- _Opdracht_
Op hoeveel personen wordt het aantal volgelingen van sheikh al-Hazimi in Nederland geschat volgens de beantwoording van de Kamervragen over de Hazimi-beweging?

- _Geselecteerde passage_
Antwoord schriftelijke vragen : Antwoord op vragen van het lid Van Raak over het bericht dat er een dreiging is van een extreme tak van IS
Vragen van het lid Van Raak (SP) aan de Minister van Justitie en Veiligheid over het bericht dat er een dreiging is van een extreme tak van IS (ingezonden 9 juni 2020).
Antwoord van Minister Grapperhaus (Justitie en Veiligheid) (ontvangen 16 juli 2020).
Zie ook Aanhangsel Handelingen, vergaderjaar 2019–2020, nr. 3344.
Vraag 1
Hoe beoordeelt u de waarschuwing van een onderzoeksbureau dat lokale overheden het
gevaar van de «Hazimi-beweging», een radicale tak van IS, onderschatten?1
Antwoord 1
Zoals reeds beschreven in Dreigingsbeeld Terrorisme Nederland (DTN) 45 gaan de volgelingen
van de Saoedische geleerde Ahmed Umar al-Hazimi sneller over tot verkettering van
andere moslims dan andere jihadisten. In die zin zijn zij extremer dan jihadisten
die georiënteerd zijn op ISIS. Dat wil echter niet zeggen dat er ten opzichte van
ISIS-aanhangers een hogere geweldsdreiging van Hazimi-aanhangers uitgaat.
De lokale, persoonsgerichte aanpak wordt ingezet wanneer er sprake is van radicalisering
of extremistische uitingen door individuen. In casusoverleggen wordt een inschatting
gemaakt van de risico’s en worden handelingsperspectieven en interventies met verschillende
(lokale en landelijke) partners afgestemd en ingezet. Er is daarbij ook aandacht voor
de specifieke ideologie die iemand aanhangt. Dit is ook het geval indien een persoon
de Hazimi-ideologie aanhangt.
Vraag 2
Is er een actueel beeld hoeveel aanhangers van deze beweging in Nederland actief zijn?
Zo ja, hoeveel zijn dat er? Zo nee, waarom niet?
Antwoord 2
In DTN 45 is gesteld dat het aantal volgelingen van sheikh al-Hazimi in Nederland
wordt geschat op enkele tientallen personen. Voor zover mij bekend is dat aantal sindsdien
redelijk stabiel gebleven.2
Vraag 3
Is er afstemming met de lokale overheden die belast zijn met de re-integratie van
terugkeerders uit IS-gebied over het gevaar van deze beweging? Worden gemeenten voldoende
ondersteund bij de aanpak van deradicalisering? Zo nee, waarom niet?

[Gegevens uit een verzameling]
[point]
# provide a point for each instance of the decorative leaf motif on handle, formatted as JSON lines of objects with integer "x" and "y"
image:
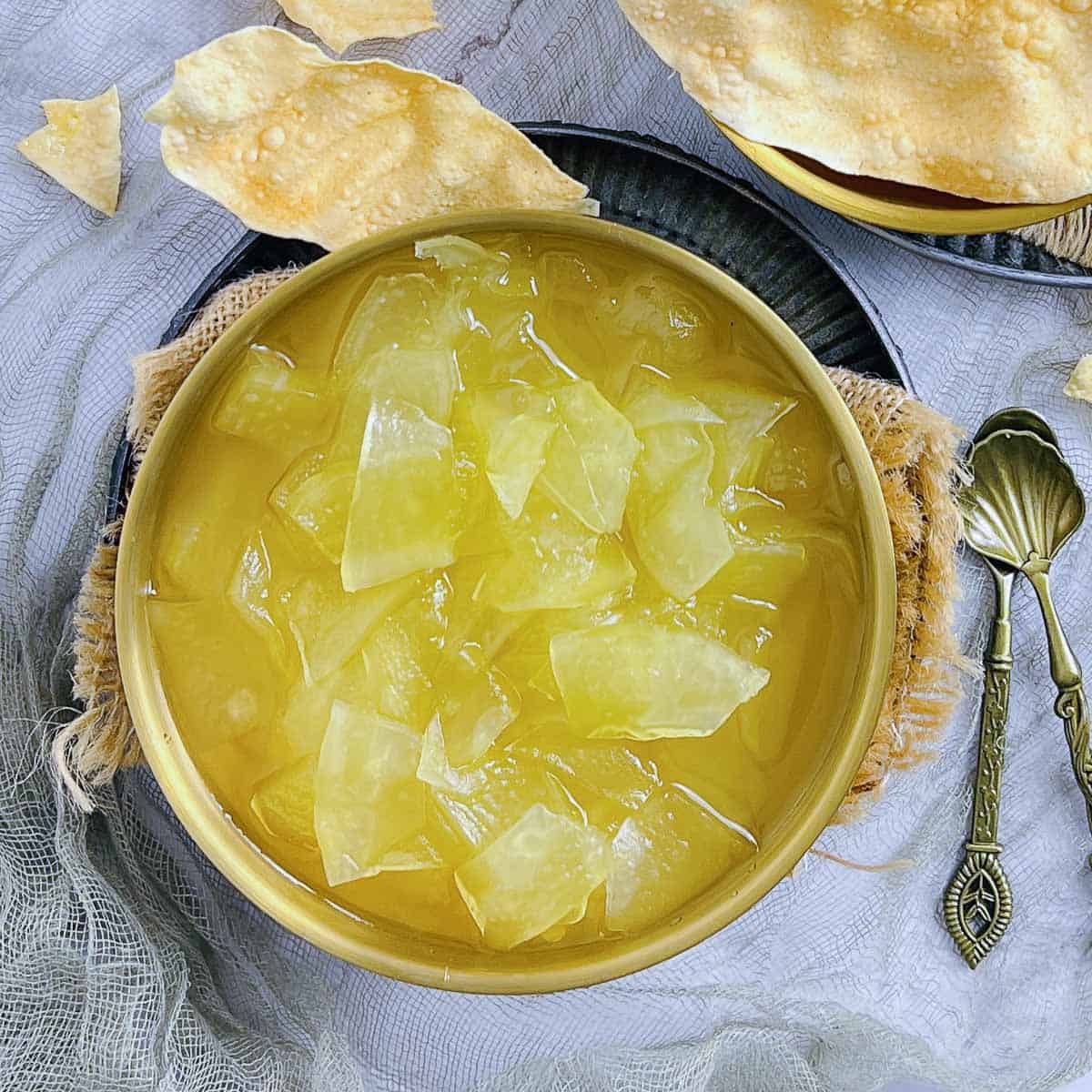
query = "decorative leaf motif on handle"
{"x": 977, "y": 905}
{"x": 1071, "y": 707}
{"x": 995, "y": 713}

- _Uitgewerkte opdracht_
Op enkele tientallen personen.